State how many lines in the rows below contain the string "religious", treating uppercase and lowercase as different. Reply with the number alone.
## START Stored data
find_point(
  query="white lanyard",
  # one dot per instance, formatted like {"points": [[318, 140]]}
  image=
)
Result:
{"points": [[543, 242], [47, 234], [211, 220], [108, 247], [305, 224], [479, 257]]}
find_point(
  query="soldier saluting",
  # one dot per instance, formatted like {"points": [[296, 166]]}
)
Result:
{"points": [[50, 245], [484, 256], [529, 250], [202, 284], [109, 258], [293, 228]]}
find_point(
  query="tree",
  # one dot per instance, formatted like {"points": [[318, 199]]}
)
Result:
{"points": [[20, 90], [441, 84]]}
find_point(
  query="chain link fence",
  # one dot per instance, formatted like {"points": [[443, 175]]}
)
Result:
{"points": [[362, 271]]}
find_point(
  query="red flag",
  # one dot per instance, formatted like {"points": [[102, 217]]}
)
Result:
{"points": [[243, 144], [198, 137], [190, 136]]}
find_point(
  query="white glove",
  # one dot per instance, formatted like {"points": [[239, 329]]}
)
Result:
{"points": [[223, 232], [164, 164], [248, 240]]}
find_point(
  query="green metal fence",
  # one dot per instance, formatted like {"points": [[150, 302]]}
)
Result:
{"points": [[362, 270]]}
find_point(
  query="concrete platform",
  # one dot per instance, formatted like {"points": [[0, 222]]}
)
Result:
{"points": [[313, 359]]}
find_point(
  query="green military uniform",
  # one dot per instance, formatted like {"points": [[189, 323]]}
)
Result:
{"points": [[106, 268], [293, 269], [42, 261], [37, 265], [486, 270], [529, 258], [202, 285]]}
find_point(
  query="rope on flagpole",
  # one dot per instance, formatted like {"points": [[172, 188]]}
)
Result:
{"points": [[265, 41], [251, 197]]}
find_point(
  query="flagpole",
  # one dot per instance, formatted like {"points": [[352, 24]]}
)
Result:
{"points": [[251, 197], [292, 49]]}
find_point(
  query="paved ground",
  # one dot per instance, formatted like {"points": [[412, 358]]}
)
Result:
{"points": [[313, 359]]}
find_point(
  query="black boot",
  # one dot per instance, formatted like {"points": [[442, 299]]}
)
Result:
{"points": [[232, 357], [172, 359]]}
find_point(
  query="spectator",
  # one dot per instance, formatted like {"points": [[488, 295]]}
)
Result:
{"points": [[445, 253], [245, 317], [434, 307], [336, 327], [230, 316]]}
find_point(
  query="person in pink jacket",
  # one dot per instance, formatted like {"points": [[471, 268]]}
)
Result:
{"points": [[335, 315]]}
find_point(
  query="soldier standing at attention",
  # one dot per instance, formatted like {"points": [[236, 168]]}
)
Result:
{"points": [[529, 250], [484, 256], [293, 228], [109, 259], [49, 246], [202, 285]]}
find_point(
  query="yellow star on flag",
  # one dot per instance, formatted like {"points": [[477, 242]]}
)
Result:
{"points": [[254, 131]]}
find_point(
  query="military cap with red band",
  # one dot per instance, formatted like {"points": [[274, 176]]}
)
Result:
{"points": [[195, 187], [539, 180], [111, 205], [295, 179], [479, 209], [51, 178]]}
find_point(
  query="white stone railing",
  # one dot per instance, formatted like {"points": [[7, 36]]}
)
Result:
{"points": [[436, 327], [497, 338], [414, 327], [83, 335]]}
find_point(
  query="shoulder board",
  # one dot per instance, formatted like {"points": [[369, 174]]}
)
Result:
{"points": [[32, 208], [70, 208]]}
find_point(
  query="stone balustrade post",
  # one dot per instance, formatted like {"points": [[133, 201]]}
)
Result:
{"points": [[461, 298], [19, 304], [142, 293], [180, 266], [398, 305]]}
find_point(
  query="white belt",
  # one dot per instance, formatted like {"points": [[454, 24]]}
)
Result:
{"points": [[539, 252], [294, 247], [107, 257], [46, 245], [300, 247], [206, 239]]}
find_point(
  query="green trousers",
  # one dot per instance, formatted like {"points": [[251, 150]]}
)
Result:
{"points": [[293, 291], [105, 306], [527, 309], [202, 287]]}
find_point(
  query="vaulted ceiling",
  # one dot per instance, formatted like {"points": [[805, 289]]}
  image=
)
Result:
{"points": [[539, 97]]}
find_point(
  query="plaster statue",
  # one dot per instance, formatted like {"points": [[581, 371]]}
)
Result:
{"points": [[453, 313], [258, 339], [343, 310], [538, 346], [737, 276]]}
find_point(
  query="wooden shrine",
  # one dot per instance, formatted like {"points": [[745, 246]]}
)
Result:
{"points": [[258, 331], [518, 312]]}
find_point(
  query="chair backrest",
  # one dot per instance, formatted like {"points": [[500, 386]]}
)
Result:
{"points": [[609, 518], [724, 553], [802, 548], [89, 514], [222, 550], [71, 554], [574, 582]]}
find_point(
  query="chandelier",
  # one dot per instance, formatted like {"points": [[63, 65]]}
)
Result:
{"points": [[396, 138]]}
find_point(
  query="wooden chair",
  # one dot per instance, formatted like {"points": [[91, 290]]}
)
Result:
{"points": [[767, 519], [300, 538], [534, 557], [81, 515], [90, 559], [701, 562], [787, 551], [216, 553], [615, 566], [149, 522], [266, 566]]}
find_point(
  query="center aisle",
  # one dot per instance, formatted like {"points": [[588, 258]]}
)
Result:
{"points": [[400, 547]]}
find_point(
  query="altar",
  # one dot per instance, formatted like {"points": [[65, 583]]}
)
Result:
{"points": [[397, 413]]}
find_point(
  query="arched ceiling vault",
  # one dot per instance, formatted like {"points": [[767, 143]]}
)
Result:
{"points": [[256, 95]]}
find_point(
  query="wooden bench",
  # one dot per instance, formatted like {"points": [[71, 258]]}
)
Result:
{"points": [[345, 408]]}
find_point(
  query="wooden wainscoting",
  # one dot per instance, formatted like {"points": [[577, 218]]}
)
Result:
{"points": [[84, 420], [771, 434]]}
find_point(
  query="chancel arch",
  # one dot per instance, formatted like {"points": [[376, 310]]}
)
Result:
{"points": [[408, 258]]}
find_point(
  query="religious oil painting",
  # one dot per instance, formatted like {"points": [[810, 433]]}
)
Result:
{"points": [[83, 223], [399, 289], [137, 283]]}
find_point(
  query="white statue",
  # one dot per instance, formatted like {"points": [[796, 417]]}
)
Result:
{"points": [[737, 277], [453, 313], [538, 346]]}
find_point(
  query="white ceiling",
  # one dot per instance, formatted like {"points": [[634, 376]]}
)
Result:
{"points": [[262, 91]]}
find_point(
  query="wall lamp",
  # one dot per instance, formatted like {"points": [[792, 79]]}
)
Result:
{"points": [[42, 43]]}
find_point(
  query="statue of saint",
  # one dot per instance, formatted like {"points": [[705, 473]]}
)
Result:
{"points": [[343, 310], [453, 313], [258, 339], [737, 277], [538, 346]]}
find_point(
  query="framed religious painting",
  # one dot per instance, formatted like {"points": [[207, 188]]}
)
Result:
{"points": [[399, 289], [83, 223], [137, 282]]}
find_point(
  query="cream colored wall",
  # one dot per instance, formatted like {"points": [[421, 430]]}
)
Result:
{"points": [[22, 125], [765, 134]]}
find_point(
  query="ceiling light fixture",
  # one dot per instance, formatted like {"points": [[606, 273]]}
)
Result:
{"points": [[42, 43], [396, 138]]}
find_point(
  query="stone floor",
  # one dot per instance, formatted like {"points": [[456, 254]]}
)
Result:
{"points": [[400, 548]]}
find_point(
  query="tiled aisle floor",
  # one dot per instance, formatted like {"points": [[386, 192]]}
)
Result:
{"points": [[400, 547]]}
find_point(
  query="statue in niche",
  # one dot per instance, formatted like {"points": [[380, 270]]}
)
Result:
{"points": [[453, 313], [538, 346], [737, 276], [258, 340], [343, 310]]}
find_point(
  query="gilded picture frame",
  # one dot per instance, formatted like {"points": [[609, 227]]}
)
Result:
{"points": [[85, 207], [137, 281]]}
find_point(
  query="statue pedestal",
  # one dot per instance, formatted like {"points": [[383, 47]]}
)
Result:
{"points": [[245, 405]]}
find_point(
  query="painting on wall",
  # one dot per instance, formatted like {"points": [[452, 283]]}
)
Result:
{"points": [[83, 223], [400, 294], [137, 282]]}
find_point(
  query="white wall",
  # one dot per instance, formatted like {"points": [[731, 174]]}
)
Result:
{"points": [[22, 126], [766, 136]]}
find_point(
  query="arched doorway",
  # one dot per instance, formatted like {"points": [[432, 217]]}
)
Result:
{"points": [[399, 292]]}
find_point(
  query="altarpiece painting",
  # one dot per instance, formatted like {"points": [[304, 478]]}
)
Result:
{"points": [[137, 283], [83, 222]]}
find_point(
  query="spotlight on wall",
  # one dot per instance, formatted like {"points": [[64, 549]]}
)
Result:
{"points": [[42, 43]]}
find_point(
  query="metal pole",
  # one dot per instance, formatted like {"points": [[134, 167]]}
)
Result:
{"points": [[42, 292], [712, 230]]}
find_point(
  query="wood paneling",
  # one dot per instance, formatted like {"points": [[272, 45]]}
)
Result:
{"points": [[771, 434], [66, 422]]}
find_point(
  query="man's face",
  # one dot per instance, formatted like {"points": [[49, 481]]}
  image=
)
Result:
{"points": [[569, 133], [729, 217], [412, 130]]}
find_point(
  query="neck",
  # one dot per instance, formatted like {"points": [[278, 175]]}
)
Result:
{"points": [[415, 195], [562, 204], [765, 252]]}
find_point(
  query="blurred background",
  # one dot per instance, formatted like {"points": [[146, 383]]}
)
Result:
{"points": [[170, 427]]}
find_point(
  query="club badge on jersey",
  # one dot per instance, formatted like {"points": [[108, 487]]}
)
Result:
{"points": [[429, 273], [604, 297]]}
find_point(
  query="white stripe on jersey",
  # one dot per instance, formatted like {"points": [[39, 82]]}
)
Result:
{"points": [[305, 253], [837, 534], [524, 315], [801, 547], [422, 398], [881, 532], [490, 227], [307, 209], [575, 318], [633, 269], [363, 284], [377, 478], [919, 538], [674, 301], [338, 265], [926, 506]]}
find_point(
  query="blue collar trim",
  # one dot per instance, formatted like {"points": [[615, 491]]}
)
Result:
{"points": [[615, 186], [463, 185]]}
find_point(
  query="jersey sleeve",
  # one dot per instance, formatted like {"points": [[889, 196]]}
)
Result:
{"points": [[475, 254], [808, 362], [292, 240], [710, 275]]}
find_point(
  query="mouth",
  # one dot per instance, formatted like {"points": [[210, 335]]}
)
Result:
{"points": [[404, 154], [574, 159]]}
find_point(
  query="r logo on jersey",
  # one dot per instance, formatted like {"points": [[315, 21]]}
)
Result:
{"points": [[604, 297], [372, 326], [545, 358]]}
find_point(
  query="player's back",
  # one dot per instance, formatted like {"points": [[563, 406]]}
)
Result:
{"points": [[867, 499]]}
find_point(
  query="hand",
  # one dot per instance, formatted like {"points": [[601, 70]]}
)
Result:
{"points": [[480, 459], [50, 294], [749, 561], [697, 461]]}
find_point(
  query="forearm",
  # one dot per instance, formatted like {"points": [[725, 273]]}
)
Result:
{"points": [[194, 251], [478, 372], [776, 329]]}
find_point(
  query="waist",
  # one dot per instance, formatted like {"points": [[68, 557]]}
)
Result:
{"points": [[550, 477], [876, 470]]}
## END Stored data
> **The answer**
2